*PROVIDED DATA*
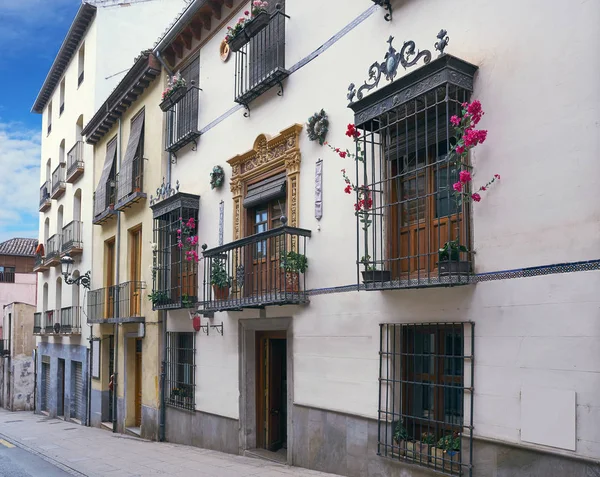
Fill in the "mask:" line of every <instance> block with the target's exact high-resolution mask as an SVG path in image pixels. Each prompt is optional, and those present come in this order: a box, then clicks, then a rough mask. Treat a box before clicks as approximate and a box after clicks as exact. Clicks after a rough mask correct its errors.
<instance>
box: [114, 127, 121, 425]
mask: <svg viewBox="0 0 600 477" xmlns="http://www.w3.org/2000/svg"><path fill="white" fill-rule="evenodd" d="M121 134H122V123H121V118H119V137H118V139H117V172H121V137H122V136H121ZM115 180H116V176H115ZM115 248H116V250H115V255H116V257H115V275H116V276H115V282H114V283H115V297H114V303H113V307H114V312H113V316H114V317H115V318H118V316H119V291H120V289H119V268H120V267H119V263H120V260H119V257H120V251H121V213H120V212H117V237H116V247H115ZM114 334H115V363H114V364H115V366H114V370H113V376H114V378H113V432H114V433H116V432H117V401H118V400H117V391H118V382H119V324H118V323H115V332H114Z"/></svg>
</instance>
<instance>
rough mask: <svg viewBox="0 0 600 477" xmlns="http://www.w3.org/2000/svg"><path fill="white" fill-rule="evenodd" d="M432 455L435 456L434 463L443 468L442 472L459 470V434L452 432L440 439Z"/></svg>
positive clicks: (456, 470) (457, 470)
mask: <svg viewBox="0 0 600 477" xmlns="http://www.w3.org/2000/svg"><path fill="white" fill-rule="evenodd" d="M432 455H435V462H436V463H437V464H438V465H439V466H443V468H444V470H450V471H453V470H454V471H458V470H460V434H459V433H458V432H454V433H452V434H450V435H447V436H444V437H442V438H441V439H440V440H439V441H438V443H437V446H436V447H435V453H434V454H432ZM432 460H433V459H432Z"/></svg>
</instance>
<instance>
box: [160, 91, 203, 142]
mask: <svg viewBox="0 0 600 477" xmlns="http://www.w3.org/2000/svg"><path fill="white" fill-rule="evenodd" d="M199 92H200V89H199V88H198V87H196V86H194V85H192V86H190V87H189V88H188V90H187V92H186V93H185V95H184V96H183V97H182V98H181V99H180V100H179V101H178V102H177V103H176V104H175V105H174V106H173V107H172V108H171V109H169V110H167V111H166V114H167V134H166V145H165V149H166V150H167V151H169V152H176V151H178V150H179V149H181V148H182V147H183V146H185V145H186V144H189V143H190V142H193V143H194V145H196V139H197V138H198V137H199V136H200V131H198V106H199Z"/></svg>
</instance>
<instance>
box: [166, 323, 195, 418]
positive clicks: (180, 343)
mask: <svg viewBox="0 0 600 477" xmlns="http://www.w3.org/2000/svg"><path fill="white" fill-rule="evenodd" d="M165 366H166V377H165V395H166V403H167V405H169V406H173V407H177V408H180V409H185V410H188V411H193V410H194V407H195V393H196V381H195V376H196V335H195V333H173V332H168V333H167V355H166V359H165Z"/></svg>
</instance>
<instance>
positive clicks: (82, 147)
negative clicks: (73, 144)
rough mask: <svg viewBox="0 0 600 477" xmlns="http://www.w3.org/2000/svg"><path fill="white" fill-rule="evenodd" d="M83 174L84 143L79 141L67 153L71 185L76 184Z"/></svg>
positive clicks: (67, 167) (67, 175) (69, 173)
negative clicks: (83, 144) (83, 143)
mask: <svg viewBox="0 0 600 477" xmlns="http://www.w3.org/2000/svg"><path fill="white" fill-rule="evenodd" d="M82 174H83V141H77V142H76V143H75V145H74V146H73V147H72V148H71V150H70V151H69V152H68V153H67V178H66V181H67V182H68V183H69V184H74V183H75V182H76V181H77V179H79V177H81V175H82Z"/></svg>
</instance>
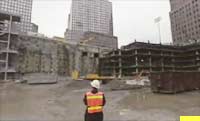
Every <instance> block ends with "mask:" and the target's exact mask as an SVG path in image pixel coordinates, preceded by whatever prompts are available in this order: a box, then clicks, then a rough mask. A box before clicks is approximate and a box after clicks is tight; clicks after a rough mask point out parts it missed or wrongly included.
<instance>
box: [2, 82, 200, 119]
mask: <svg viewBox="0 0 200 121" xmlns="http://www.w3.org/2000/svg"><path fill="white" fill-rule="evenodd" d="M88 85H89V83H88V82H81V83H80V82H71V81H62V82H59V83H57V84H53V85H35V86H33V85H28V84H15V83H6V84H0V120H1V121H5V120H17V121H21V120H23V121H27V120H29V121H33V120H34V121H49V120H52V121H83V120H84V118H83V117H84V112H85V106H84V104H83V101H82V100H83V95H84V93H85V92H86V91H88V90H90V87H89V86H88ZM102 90H104V91H105V96H106V99H107V104H106V106H105V108H104V119H105V121H178V120H179V116H180V115H200V91H193V92H186V93H181V94H177V95H163V94H154V93H152V92H151V91H150V89H148V88H144V89H137V90H131V91H109V90H107V87H106V86H105V85H104V86H103V87H102Z"/></svg>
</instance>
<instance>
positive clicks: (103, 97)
mask: <svg viewBox="0 0 200 121" xmlns="http://www.w3.org/2000/svg"><path fill="white" fill-rule="evenodd" d="M91 92H92V93H93V94H96V93H97V92H98V91H95V90H93V91H91ZM83 102H84V104H85V105H86V106H87V96H86V94H85V96H84V99H83ZM105 104H106V99H105V96H104V95H103V106H104V105H105ZM85 121H103V112H100V113H93V114H89V113H88V111H87V108H86V111H85Z"/></svg>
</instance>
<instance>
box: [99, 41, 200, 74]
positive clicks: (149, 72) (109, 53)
mask: <svg viewBox="0 0 200 121" xmlns="http://www.w3.org/2000/svg"><path fill="white" fill-rule="evenodd" d="M99 64H100V65H99V70H100V75H101V76H115V77H123V76H133V75H136V74H138V73H141V72H146V73H161V72H188V71H191V72H195V71H197V72H200V43H196V44H190V45H185V46H174V45H161V44H152V43H142V42H134V43H131V44H129V45H127V46H123V47H122V48H121V49H118V50H114V51H111V52H109V53H107V54H105V55H104V57H102V58H100V60H99Z"/></svg>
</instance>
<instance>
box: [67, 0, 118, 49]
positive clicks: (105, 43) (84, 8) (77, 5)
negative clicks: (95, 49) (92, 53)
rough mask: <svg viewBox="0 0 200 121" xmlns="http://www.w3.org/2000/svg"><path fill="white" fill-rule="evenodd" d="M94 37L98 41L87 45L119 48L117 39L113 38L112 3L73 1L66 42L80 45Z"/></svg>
mask: <svg viewBox="0 0 200 121" xmlns="http://www.w3.org/2000/svg"><path fill="white" fill-rule="evenodd" d="M94 36H95V38H98V39H93V40H90V42H87V44H89V45H93V46H101V47H108V48H113V49H116V48H117V46H118V45H117V37H114V36H113V17H112V3H111V2H109V1H108V0H72V6H71V12H70V14H69V15H68V29H66V32H65V40H67V41H70V42H72V43H79V42H82V41H85V40H86V39H88V38H94ZM97 36H98V37H97ZM99 38H100V39H99ZM105 38H106V39H105Z"/></svg>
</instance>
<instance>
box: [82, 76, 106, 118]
mask: <svg viewBox="0 0 200 121" xmlns="http://www.w3.org/2000/svg"><path fill="white" fill-rule="evenodd" d="M90 84H91V86H92V90H91V91H90V92H87V93H86V94H85V97H84V99H83V101H84V103H85V105H86V106H87V108H86V112H85V121H103V106H104V105H105V104H106V100H105V96H104V94H103V92H99V91H98V89H99V88H100V82H99V81H98V80H93V81H92V82H91V83H90Z"/></svg>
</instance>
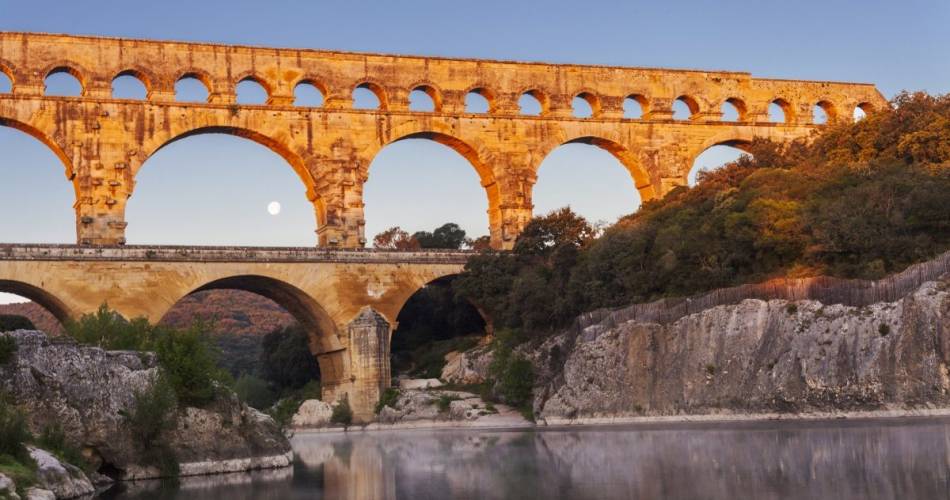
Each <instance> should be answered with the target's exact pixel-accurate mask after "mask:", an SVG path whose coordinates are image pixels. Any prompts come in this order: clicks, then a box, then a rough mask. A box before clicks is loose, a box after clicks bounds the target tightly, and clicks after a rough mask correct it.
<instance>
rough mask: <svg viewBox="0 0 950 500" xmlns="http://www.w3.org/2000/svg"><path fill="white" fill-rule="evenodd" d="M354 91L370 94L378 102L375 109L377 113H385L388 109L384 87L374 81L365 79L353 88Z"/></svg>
mask: <svg viewBox="0 0 950 500" xmlns="http://www.w3.org/2000/svg"><path fill="white" fill-rule="evenodd" d="M356 89H366V90H369V91H370V92H372V93H373V95H375V96H376V99H377V100H378V101H379V107H378V108H377V110H378V111H386V110H388V109H389V96H388V95H387V93H386V87H384V86H383V84H381V83H379V82H377V81H375V80H371V79H365V80H362V81H360V82H359V83H357V84H356V85H354V86H353V90H354V91H355V90H356ZM371 111H372V110H371Z"/></svg>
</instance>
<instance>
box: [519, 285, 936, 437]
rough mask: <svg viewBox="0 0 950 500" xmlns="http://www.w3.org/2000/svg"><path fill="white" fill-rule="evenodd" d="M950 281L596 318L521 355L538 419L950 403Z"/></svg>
mask: <svg viewBox="0 0 950 500" xmlns="http://www.w3.org/2000/svg"><path fill="white" fill-rule="evenodd" d="M948 342H950V289H948V281H947V280H946V279H944V280H943V281H938V282H927V283H925V284H924V285H922V286H921V287H920V288H919V289H917V290H916V291H915V292H913V293H911V294H909V295H907V296H906V297H904V298H903V299H901V300H898V301H896V302H882V303H877V304H873V305H871V306H867V307H849V306H844V305H824V304H821V303H820V302H816V301H799V302H788V301H785V300H770V301H763V300H744V301H742V302H741V303H739V304H736V305H727V306H717V307H713V308H711V309H707V310H705V311H702V312H699V313H695V314H692V315H689V316H686V317H684V318H682V319H680V320H677V321H675V322H673V323H671V324H668V325H660V324H657V323H638V322H635V321H629V322H626V323H622V324H619V325H616V326H610V325H605V324H595V325H593V326H590V327H587V328H585V329H584V330H583V331H582V332H581V333H580V334H579V335H577V336H576V337H575V336H573V334H571V333H565V334H561V335H558V336H555V337H553V338H551V339H549V340H548V341H546V342H545V343H544V344H542V345H540V346H538V347H536V348H531V349H529V350H528V352H527V354H528V355H529V357H531V358H532V359H533V360H534V361H535V365H536V366H537V367H539V368H540V370H539V381H538V385H537V386H536V388H535V397H536V399H535V411H536V413H537V414H538V415H540V416H541V417H542V418H544V419H548V420H551V421H557V420H561V419H568V420H570V419H577V418H598V417H624V416H641V415H675V414H704V413H729V412H737V413H755V412H761V413H770V412H791V413H794V412H808V411H829V412H834V411H847V410H890V409H901V408H930V407H935V406H936V407H947V406H950V375H948V373H950V369H948V361H950V360H948V359H947V354H946V352H947V351H946V350H945V349H944V348H942V347H940V346H946V345H950V344H948Z"/></svg>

*TASK OBJECTIVE*
Starting at the beginning of the rows and going on through the line containing "box: [114, 127, 121, 425]", write those lines out again with "rough mask" swapped for "coarse mask" and everything else left as it is. Leave the pictures out.

*EXPECTED ANSWER*
Fill in the "mask:" line of every <instance> block with the target's exact high-resolution mask as an SVG path in image pixels. Each prompt is optional, and those present come in this order: a box, then clicks, then a coarse mask. Treat a box before clicks as approximate and a box after clicks as exact. Clicks after a coarse mask correct its errors.
<instance>
box: [114, 127, 121, 425]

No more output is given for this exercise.